Can you return the lines below verbatim, starting at the very first line and ending at the line that contains "M 200 42 L 210", with both of those lines included?

* * *

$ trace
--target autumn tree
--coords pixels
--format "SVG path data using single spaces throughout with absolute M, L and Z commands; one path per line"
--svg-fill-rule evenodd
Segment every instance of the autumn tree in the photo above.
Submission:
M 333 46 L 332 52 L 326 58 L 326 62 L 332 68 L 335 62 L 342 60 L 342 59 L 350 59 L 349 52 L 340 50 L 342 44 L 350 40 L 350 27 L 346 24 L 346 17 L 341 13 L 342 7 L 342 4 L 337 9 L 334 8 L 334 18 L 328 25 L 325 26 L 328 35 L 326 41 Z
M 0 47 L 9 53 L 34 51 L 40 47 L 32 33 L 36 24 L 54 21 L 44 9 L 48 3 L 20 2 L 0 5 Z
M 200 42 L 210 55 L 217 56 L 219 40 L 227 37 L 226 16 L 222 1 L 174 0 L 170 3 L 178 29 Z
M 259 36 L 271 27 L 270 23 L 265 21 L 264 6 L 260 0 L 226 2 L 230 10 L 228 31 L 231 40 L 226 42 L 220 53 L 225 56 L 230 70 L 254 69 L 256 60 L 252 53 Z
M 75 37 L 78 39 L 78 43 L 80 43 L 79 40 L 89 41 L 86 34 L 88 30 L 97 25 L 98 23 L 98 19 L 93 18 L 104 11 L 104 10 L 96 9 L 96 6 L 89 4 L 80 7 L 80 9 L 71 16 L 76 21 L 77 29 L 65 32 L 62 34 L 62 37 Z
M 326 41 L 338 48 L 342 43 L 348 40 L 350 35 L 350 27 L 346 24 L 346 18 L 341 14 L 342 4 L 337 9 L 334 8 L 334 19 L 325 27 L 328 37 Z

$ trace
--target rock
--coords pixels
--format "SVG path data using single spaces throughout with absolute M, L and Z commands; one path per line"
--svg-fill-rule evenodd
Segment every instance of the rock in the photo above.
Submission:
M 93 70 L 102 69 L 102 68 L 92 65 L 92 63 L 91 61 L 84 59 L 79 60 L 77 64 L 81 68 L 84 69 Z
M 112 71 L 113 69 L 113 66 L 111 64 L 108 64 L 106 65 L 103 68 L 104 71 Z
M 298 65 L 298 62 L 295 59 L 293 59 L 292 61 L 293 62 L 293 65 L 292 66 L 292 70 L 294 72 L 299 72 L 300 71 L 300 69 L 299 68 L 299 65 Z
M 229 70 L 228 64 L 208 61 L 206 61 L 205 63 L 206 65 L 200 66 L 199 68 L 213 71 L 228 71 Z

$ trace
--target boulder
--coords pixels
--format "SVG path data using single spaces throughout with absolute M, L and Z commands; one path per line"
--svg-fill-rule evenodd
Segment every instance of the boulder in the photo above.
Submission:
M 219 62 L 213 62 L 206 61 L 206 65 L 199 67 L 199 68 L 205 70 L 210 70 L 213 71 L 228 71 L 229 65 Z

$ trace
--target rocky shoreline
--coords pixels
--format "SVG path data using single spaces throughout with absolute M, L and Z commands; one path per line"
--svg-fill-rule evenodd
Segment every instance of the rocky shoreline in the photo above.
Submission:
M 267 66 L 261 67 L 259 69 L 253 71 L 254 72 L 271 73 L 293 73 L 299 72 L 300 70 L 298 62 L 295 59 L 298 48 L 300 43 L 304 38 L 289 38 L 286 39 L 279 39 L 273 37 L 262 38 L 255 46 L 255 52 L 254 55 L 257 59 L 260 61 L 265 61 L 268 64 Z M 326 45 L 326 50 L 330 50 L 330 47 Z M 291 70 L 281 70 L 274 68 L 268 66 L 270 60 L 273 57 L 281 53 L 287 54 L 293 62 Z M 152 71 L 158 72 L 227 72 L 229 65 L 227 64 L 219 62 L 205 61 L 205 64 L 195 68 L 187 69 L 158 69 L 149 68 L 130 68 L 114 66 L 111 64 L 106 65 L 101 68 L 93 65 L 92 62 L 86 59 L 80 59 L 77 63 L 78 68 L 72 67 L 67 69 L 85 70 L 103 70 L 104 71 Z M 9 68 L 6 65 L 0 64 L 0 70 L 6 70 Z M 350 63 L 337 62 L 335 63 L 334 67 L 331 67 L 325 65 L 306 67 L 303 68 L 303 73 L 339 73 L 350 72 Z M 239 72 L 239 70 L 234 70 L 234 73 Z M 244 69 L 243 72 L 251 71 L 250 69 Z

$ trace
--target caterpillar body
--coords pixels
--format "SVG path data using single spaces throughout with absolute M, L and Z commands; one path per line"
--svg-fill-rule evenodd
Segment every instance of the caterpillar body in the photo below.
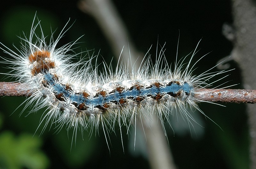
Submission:
M 190 55 L 180 60 L 176 56 L 173 71 L 165 61 L 162 49 L 155 64 L 149 59 L 136 71 L 130 71 L 123 65 L 114 72 L 104 64 L 104 71 L 108 74 L 98 75 L 91 58 L 70 63 L 71 58 L 77 56 L 68 54 L 77 41 L 56 48 L 68 30 L 65 29 L 67 25 L 56 40 L 52 35 L 47 44 L 42 32 L 41 37 L 35 32 L 36 28 L 41 27 L 40 22 L 36 25 L 33 22 L 29 38 L 21 38 L 22 48 L 18 53 L 1 44 L 4 48 L 1 48 L 13 58 L 2 58 L 4 60 L 2 62 L 13 67 L 7 74 L 27 85 L 23 89 L 32 93 L 26 107 L 35 103 L 31 112 L 47 108 L 40 123 L 45 120 L 44 129 L 52 123 L 59 129 L 73 128 L 76 134 L 78 129 L 97 130 L 99 125 L 104 132 L 105 129 L 109 132 L 114 130 L 117 121 L 120 128 L 125 125 L 128 130 L 139 117 L 151 117 L 155 111 L 164 128 L 164 120 L 170 123 L 168 116 L 177 110 L 189 123 L 195 120 L 187 110 L 188 107 L 204 114 L 196 104 L 203 101 L 195 97 L 200 93 L 198 90 L 214 83 L 207 83 L 210 79 L 227 72 L 211 72 L 213 67 L 197 76 L 192 75 L 196 64 L 205 56 L 192 64 L 198 44 L 188 63 L 185 59 Z

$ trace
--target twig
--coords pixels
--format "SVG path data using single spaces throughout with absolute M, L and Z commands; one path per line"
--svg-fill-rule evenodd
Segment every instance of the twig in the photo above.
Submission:
M 0 82 L 0 95 L 30 96 L 29 90 L 24 91 L 24 84 L 12 82 Z M 195 96 L 196 99 L 206 102 L 227 103 L 256 103 L 256 90 L 245 89 L 201 89 Z

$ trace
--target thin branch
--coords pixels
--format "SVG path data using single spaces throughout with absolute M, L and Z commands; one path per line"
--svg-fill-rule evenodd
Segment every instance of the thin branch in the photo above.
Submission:
M 0 82 L 0 96 L 31 96 L 26 85 L 20 83 Z M 203 101 L 235 103 L 256 103 L 256 90 L 201 89 L 196 90 L 196 99 Z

* * *

REPLY.
$ trace
--target autumn tree
--coords pixels
--format "SVG path data using single spaces throughout with absolute M, L and Z commands; one path per line"
--svg-fill-rule evenodd
Segment every instance of the autumn tree in the photo above.
Submission:
M 333 46 L 332 52 L 326 58 L 326 62 L 332 68 L 335 62 L 342 60 L 342 59 L 350 59 L 349 52 L 340 50 L 342 44 L 350 40 L 350 27 L 346 24 L 346 17 L 341 13 L 342 7 L 342 4 L 337 9 L 334 8 L 334 18 L 328 25 L 325 26 L 328 35 L 326 41 Z
M 0 47 L 9 53 L 34 51 L 40 47 L 32 33 L 36 24 L 54 21 L 44 9 L 48 3 L 20 2 L 0 5 Z
M 200 42 L 210 55 L 217 56 L 219 40 L 227 37 L 226 16 L 222 1 L 174 0 L 170 3 L 178 29 Z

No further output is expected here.